***** EXTRACTED ENTRIES *****

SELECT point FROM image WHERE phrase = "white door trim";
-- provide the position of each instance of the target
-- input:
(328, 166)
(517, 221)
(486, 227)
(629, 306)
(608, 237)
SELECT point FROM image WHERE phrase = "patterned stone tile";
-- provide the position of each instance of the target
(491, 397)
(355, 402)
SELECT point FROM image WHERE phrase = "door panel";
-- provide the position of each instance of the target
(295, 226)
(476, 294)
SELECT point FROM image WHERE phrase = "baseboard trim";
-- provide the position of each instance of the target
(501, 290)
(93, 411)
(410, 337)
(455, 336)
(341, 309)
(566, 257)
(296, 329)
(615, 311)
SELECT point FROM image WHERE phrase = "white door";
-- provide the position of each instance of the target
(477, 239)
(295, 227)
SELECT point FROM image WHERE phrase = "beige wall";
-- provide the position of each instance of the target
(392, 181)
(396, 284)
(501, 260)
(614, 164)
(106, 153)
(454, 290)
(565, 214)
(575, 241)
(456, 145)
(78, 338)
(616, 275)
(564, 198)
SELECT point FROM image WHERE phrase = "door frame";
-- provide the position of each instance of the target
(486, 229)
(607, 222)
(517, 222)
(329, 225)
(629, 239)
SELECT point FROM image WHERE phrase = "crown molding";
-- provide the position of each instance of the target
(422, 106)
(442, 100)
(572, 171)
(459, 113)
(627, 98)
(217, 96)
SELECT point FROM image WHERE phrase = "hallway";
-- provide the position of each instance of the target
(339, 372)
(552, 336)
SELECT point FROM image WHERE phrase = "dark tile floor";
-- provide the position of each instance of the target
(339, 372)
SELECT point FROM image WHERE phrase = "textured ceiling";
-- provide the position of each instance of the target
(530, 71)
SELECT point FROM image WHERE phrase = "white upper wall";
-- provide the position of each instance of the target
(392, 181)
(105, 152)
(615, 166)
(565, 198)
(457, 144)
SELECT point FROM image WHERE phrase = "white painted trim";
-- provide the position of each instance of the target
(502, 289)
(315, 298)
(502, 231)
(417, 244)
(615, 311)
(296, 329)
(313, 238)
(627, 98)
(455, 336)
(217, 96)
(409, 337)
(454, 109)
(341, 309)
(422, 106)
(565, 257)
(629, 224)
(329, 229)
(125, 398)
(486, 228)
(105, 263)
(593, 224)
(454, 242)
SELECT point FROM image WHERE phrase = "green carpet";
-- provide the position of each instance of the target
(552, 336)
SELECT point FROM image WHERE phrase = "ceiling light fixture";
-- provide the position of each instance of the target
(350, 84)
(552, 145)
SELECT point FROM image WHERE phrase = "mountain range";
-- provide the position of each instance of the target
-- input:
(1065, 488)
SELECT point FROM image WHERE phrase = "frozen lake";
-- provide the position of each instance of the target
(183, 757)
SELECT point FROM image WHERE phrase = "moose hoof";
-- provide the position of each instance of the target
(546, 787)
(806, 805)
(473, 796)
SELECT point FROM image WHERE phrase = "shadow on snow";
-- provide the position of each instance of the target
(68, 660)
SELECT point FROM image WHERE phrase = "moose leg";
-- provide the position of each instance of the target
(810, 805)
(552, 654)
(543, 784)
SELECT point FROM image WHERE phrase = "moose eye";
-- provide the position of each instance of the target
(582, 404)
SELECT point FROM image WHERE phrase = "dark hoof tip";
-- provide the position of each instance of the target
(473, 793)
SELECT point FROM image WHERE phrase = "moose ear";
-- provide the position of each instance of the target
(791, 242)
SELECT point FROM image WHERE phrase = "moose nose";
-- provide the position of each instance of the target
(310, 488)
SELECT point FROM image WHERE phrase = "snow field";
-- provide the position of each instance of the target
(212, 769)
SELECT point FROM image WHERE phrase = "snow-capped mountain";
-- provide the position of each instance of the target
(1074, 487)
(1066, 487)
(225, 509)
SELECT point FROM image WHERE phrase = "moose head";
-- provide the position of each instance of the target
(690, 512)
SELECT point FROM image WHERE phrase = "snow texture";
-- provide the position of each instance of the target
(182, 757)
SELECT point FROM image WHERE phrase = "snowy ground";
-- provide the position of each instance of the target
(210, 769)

*****

• [TASK OBJECTIVE]: Each line must be given again exactly as written above.

• [COMPLETED TASK]:
SELECT point FROM image WHERE phrase = "white door trim";
-- provide the position of each instance of the target
-- input:
(328, 166)
(517, 221)
(486, 227)
(629, 306)
(608, 237)
SELECT point FROM image WHERE phrase = "patterned stone tile";
-- provide the position of each instance of the target
(491, 397)
(355, 402)
SELECT point FROM image WHERE phrase = "door panel";
-- provide the position of each instance of the target
(295, 226)
(476, 294)
SELECT point FROM image WHERE phrase = "baseboard trim";
-- provide the position of each instance of the target
(501, 290)
(93, 411)
(410, 337)
(455, 336)
(341, 309)
(566, 257)
(296, 329)
(615, 311)
SELECT point FROM image WHERE phrase = "white door";
-- provide the position of each instance of the target
(477, 239)
(295, 227)
SELECT point FROM image WHERE phrase = "beige wall";
-- provide the position of each instance of the target
(392, 181)
(396, 284)
(501, 260)
(614, 164)
(106, 153)
(454, 290)
(565, 214)
(575, 241)
(456, 145)
(78, 338)
(616, 275)
(564, 198)
SELECT point FROM image WHERE phrase = "door frame";
-- provide the position of each instance of the target
(486, 229)
(607, 222)
(517, 222)
(329, 225)
(629, 239)
SELECT point FROM image WHERE phrase = "crown molding";
-- provide the position of each instance of the target
(422, 106)
(442, 100)
(572, 171)
(459, 113)
(627, 98)
(217, 96)
SELECT point FROM image WHERE phrase = "hallway";
-- provide the position of each instance of the target
(339, 372)
(552, 336)
SELECT point FROM image WHERE phrase = "dark tile floor";
-- provide the position of each instance of the target
(339, 372)
SELECT point FROM image WHERE phrase = "textured ceiling";
-- provide the position of each instance of the target
(530, 71)
SELECT point FROM image WHERE phrase = "white upper wall";
-- provide the position of each instance of the target
(392, 181)
(105, 152)
(615, 166)
(565, 198)
(457, 144)
SELECT point FROM image WHERE phrase = "white painted trim";
-- provide the position of each instance of the target
(502, 289)
(315, 298)
(502, 231)
(417, 244)
(615, 311)
(296, 329)
(313, 238)
(627, 98)
(455, 336)
(217, 96)
(409, 337)
(454, 109)
(341, 309)
(422, 106)
(565, 257)
(629, 224)
(329, 229)
(125, 398)
(486, 228)
(105, 263)
(593, 224)
(454, 242)
SELECT point FROM image WHERE phrase = "green carpet";
-- provide the position of each instance of the target
(552, 336)
SELECT point FROM image WHERE phrase = "ceiling light fixture";
-- provide the position of each instance of the target
(350, 84)
(552, 145)
SELECT point FROM image WHERE phrase = "mountain range";
-- provide the position of each instance of the target
-- input:
(1065, 488)
SELECT point FROM image WHERE phrase = "frozen lake";
-- provide the position of each instance of the target
(183, 757)
SELECT point FROM image WHERE phrase = "moose hoof";
-- provide the position of each instance of the target
(546, 787)
(806, 805)
(473, 796)
SELECT point FROM image WHERE phrase = "shadow on snow";
-- provide the position of each instance of the target
(68, 660)
SELECT point FROM image WHERE phrase = "moose leg";
-- provide the position of each instance of the target
(810, 805)
(552, 654)
(543, 784)
SELECT point FROM image WHERE phrase = "moose eye";
-- provide the position of each instance of the target
(582, 404)
SELECT point FROM image WHERE phrase = "dark hoof tip";
-- provide the position of each instance of the target
(473, 793)
SELECT point FROM image WHERE phrase = "moose ear";
-- provide the position of each instance of the target
(791, 242)
SELECT point FROM image WHERE phrase = "moose nose";
-- provide the position of each instance of the target
(310, 488)
SELECT point FROM image WHERE phrase = "snow field";
-- provide the position of each instance of the target
(212, 769)
SELECT point FROM image WHERE phrase = "snow-capped mountain";
-- provide the position of each instance of the target
(1074, 487)
(1066, 487)
(225, 509)
SELECT point FROM image WHERE phrase = "moose head";
-- provide the position of each instance of the target
(690, 512)
SELECT point FROM image WHERE phrase = "snow texture";
-- provide the position of each instance of the target
(182, 757)
SELECT point FROM image WHERE phrase = "snowy ground";
-- provide the position of each instance of the target
(210, 769)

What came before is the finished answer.